Text passage
Ensemble Learning
What is Ensemble Learning
The Hundred-Page Machine Learning Book
Ensemble learning is a learning paradigm that, instead of trying to learn one super-accurate model, focuses on training a large number of low-accuracy models and then combining the predictions given by those weak models to obtain a high-accuracy meta-model.
- It is a machine learning technique that combines multiple models to improve the overall performance of the system.
- It can be computationally expensive and may require more resources than a single model.
Types
Bagging (Bootstrap Aggregating)

How it works
- Bagging is an ensemble learning method in which multiple models are trained independently on random subsets of the training data.
- The predictions of these models are combined using a simple majority vote (for classification) or an average (for regression) to make the final prediction.
- Bagging can improve the accuracy and stability of the model, especially when the individual models are prone to Underfitting vs. Overfitting#Overfitting.

Task to complete
Carry on the ensemble learning notes from the point where they stop. These rows have no connection to the ensemble learning notes.

(Part of a data file)
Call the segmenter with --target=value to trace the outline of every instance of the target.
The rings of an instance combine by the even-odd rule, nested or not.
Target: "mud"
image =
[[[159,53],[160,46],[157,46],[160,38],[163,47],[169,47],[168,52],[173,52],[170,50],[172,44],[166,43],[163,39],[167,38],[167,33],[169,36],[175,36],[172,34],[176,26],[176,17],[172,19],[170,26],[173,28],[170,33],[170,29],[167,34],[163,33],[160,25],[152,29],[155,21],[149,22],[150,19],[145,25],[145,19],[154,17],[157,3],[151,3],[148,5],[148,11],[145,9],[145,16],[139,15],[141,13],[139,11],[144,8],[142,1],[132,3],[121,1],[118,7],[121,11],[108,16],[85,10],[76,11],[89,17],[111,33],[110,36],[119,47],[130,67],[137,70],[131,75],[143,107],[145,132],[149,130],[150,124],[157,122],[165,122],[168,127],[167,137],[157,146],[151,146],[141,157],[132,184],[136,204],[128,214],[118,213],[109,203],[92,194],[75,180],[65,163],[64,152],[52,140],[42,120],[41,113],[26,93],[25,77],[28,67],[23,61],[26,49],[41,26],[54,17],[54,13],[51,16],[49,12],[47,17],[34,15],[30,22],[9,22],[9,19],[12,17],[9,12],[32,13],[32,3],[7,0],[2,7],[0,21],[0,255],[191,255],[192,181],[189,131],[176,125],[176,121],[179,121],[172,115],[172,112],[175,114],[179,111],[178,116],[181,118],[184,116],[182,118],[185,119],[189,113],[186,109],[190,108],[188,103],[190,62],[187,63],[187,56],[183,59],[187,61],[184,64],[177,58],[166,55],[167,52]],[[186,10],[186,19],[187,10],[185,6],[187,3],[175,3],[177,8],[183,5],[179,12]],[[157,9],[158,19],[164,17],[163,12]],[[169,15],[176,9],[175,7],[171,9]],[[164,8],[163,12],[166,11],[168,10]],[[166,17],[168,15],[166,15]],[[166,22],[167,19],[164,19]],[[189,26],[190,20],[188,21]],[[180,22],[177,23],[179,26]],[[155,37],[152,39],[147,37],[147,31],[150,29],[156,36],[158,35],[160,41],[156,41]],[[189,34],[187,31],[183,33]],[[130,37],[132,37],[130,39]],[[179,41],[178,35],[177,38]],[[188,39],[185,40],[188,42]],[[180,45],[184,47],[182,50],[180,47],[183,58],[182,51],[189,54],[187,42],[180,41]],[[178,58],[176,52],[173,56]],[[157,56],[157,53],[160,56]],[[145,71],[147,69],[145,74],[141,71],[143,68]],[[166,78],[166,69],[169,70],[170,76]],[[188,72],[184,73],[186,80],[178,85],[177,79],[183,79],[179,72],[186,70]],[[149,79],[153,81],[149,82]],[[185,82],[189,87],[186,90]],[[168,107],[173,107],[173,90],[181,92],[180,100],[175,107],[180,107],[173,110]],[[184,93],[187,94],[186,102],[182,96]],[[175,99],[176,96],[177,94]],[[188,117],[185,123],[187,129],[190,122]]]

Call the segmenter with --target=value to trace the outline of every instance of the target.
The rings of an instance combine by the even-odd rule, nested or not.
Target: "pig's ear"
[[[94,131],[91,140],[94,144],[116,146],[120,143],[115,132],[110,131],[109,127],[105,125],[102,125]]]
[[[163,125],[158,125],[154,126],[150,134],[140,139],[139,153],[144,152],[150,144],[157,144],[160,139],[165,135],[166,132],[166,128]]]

Reply to the task
- Additionally, it provides an internal validation method Out-of-Bag (OOB) evaluation:
- How OOB works:
- around 63% of the data points are included in the bootstrap sample for training one model, and the remaining ~37% of the data points are called OOB for testing the prediction accuracy
- since bagging includes multiple models, each data point will be OOB for some subset of models.
- The OOB score is the aggregated performance (e.g., accuracy for classification, R² for regression) across all these OOB predictions
- Why need OOB
- it's essentially "free" and quick to use, mostly for Decision Tree & Random Forest#Random Forest
- it's faster than Cross-Validation for medium-to-large datasets
- How OOB works:
Examples
- Decision Tree & Random Forest#Random Forest can be seen as a bagging method for decision trees
Boosting

How it works
- Boosting is an ensemble learning method in which models are trained sequentially, with each new model attempting to correct the errors of the previous models.
- The final prediction is made by combining the predictions of all the models, weighted by their individual performance.
- Boosting can be effective in reducing the bias of the model (i.e. solving Underfitting vs. Overfitting#Underfitting), especially when the individual models are simple and have high bias.
Examples
- AdaBoost (Adaptive boosting)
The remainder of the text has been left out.